** WHAT IS ASKED **
State how many lines below include the string "field". Give only the number.

** STORED DATA **

>>>>

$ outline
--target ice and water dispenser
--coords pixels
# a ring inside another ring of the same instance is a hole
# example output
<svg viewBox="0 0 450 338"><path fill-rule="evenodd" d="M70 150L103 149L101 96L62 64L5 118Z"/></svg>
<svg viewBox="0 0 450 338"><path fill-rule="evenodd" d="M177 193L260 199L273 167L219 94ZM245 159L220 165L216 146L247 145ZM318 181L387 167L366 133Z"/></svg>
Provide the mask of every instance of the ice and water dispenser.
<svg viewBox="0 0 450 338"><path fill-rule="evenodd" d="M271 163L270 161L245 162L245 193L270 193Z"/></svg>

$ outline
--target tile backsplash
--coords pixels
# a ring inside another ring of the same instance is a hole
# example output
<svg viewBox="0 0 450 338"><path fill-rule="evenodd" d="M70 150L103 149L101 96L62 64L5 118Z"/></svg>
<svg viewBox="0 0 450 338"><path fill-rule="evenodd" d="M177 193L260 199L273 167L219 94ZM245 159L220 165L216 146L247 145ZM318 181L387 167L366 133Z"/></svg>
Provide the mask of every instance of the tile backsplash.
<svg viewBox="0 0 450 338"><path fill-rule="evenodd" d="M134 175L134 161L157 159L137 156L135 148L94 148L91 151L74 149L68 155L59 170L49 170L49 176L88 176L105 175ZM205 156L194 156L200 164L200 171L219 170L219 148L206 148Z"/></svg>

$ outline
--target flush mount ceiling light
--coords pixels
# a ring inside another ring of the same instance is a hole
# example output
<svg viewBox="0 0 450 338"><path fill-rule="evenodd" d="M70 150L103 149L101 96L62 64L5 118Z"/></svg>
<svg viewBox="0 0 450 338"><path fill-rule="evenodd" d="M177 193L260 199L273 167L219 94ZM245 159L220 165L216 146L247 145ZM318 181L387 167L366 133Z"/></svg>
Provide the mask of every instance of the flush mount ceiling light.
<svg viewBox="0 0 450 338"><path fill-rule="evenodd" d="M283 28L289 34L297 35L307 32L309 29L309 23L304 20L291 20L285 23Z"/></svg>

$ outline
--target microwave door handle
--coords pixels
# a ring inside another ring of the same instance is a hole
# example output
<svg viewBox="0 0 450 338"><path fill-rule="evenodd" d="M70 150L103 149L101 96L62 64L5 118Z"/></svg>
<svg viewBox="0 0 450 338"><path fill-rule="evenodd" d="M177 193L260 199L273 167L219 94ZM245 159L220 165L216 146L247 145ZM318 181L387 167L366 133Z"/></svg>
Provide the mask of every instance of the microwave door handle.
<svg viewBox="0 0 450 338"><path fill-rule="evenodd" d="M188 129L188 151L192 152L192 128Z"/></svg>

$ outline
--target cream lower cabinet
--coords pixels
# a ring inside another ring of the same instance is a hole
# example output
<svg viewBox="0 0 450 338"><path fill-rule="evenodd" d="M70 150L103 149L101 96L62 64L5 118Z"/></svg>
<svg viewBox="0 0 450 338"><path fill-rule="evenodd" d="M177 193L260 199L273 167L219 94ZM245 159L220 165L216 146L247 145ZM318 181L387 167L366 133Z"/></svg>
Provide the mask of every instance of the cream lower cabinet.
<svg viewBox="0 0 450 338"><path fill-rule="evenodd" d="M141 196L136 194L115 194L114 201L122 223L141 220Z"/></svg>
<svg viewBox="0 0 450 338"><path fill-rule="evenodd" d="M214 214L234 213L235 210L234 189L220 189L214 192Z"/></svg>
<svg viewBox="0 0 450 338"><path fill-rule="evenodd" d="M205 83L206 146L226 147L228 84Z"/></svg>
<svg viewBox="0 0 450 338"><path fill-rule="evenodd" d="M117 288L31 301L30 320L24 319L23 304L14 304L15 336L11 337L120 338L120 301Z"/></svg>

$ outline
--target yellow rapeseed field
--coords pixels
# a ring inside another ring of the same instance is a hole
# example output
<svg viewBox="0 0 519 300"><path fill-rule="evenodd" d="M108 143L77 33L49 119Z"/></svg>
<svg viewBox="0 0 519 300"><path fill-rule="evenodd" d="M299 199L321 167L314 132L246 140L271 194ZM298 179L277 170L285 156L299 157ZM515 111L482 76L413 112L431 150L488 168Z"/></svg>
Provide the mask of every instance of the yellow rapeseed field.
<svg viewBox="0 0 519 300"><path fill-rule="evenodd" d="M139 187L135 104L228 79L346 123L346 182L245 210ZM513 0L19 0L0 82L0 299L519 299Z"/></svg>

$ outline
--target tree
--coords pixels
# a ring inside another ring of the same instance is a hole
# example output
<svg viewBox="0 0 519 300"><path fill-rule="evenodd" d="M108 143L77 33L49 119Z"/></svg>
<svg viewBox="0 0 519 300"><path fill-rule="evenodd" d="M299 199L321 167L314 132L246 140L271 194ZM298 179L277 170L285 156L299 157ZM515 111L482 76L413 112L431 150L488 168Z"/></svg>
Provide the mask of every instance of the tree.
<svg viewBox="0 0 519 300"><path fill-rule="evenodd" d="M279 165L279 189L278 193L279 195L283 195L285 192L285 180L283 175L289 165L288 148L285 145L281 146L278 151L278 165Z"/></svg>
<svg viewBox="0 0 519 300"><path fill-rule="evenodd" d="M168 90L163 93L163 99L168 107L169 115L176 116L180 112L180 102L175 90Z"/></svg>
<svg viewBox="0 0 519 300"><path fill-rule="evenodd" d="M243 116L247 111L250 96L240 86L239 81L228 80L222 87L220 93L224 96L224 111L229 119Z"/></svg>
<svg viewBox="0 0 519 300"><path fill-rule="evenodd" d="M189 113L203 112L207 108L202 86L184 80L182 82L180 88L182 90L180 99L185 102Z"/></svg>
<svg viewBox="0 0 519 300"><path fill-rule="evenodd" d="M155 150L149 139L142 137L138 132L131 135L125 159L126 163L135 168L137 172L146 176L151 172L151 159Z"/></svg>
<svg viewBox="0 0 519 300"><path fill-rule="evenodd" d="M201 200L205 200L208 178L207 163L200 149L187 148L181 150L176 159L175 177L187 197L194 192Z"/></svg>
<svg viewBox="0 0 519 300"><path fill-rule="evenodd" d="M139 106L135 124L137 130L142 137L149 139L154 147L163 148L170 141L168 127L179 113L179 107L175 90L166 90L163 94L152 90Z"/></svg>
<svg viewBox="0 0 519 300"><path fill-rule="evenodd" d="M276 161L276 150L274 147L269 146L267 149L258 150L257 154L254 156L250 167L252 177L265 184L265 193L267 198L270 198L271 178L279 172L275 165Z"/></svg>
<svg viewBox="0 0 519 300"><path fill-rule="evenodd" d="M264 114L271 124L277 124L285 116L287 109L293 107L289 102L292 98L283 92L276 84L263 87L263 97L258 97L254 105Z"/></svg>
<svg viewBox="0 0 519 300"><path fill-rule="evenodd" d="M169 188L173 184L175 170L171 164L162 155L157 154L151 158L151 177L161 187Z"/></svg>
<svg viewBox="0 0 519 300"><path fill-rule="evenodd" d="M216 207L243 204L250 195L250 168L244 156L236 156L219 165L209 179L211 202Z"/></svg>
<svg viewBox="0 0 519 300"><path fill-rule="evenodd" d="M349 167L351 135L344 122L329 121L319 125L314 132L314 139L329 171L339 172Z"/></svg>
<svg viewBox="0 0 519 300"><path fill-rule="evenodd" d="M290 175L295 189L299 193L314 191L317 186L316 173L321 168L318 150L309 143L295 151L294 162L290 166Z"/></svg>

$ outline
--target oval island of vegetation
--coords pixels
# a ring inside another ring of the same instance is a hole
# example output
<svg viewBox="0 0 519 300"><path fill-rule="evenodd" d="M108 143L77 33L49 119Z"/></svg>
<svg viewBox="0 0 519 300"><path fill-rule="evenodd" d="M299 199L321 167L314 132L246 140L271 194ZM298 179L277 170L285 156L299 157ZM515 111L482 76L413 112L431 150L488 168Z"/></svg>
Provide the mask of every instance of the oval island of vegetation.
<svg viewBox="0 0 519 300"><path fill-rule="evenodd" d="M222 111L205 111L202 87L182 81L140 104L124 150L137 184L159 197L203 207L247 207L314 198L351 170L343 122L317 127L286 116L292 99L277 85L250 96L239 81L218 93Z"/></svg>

<<<<

** SOLUTION FOR THIS PROBLEM **
2